§ EXERCISE TEXT
Mostly, we'd probably want to get some agronomy books and convince someplace to try a crop rotation.
Bringing in modern seed cultivars could work, since plants then produce more seeds (though you'd need to stay away from the ones that are engineered so heavily their seeds need special care to grow).
But yeah, the hard part of a lot of this is convincing people to actually try that. Now, Senaz has some... abilities... that might help along those lines, and once you have a successful test case others will gradually be more willing to try it. But large scale change still will be hard since it would mean getting the information out of the local region and into the larger world.

Uplift is not an easy task. But that doesn't mean we couldn't start at it.
 
Industrialization was ultimately set off just as much by improved farming equipment freeing up thousands of former farmers to become factory workers as it was by the invention of the factory.

I think the haber-bosch nitrogen fixing process that enabled industrial production of ammonia, and hence fertilizer, is the other side of this, the first being mechanized equipment.

So chemistry might be in the future. This is also a precursor to the development of high explosives, since those tend to be too many nitrogen and hydrogen crammed into the same molecule, for those keeping an eye on not giving away weapons that make bloodbaths. Fertilizer and diesel fuel was the Oklahoma city bombing, for a famous example.

But personally? I think nitrogen fertilizer enabling 2x or 3x (guess) wheat and corn and barley would probably far outweigh the risk.

If I recall correctly, potatoes with butter is an adequate source, though by themselves still imperfect. Crop rotations that play right to the new seeds will be critical.

Potatoes alone would be HUGE. A plentiful starch that can be left in the ground so soldiers can't just steal it would do wonders for farmer welfare. Plus, they are their own seeds. Just get a few 10lb bags, tell farmers to leave them in the sun until they turn greenish and start to sprout, then cut them into chunks and plant the chunks. Agricultural revolution on the cheap.

That said,


[X] (Helen's Shopping Focus) Items to make the quest for Arnstey Keep easier. Adventuring supply alternatives, basically. Anything from weaponry, to tools, to medkits, to many ideas the QM isn't thinking of.
 
Just get a few 10lb bags, tell farmers to leave them in the sun until they turn greenish and start to sprout, then cut them into chunks and plant the chunks.
This isn't sufficient training on potato cultivation.

§ MATERIAL PROVIDED
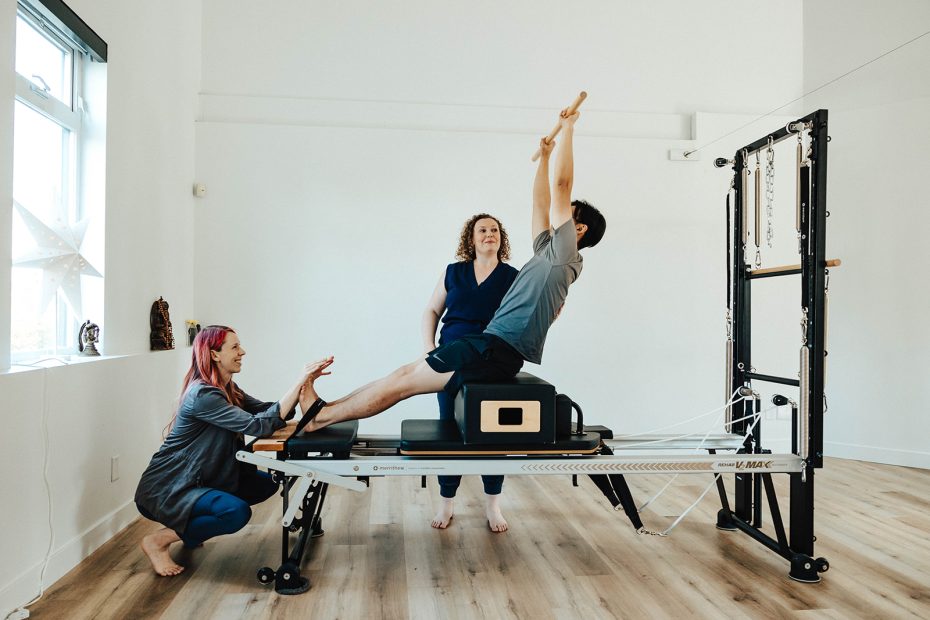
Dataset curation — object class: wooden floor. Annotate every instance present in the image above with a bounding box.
[25,459,930,620]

§ ABOUT THIS EXERCISE
Pick up the discussion of agricultural uplift after its final sentence and continue it.

§ OUTPUT
The potato plant (Solanum tuberosum), like many other species in family Solanaceae (the nightshades), has many parts that are not just inedible, but poisonous, due to various toxic alkaloids – and with careless harvesting or storage practices, that can even include the otherwise wholesome tubers.
 
Mostly, we'd probably want to get some agronomy books and convince someplace to try a crop rotation.
It's quite possible that they already rotate crops in a way that works well, especially if they have crops that aren't native to Earth. D&D sourcebooks usually aren't all that detailed about what kind of grains and legumes the peasants are growing.

Uplift is not an easy task. But that doesn't mean we couldn't start at it.
Yeah, but it does suggest that if you're in a hurry and not planning to drop everything else you're doing and spend the next decade working solely on the project...

...You might want to start with things that are easier to explain and get other people to start duplicating on their own. Things that make other people want to do something that will have widespread benefits, want to teach each other how to do it without further input from you, as opposed to something where you'll have to wrangle them into agreeing to do if you actively pay them to.
 
[X](Helen's Shopping Focus) Items to make the quest for Arnstey Keep easier. Adventuring supply alternatives, basically. Anything from weaponry, to tools, to medkits, to many ideas the QM isn't thinking of.
 
[X] (Helen's Shopping Focus) Items to make the quest for Arnstey Keep easier. Adventuring supply alternatives, basically. Anything from weaponry, to tools, to medkits, to many ideas the QM isn't thinking of.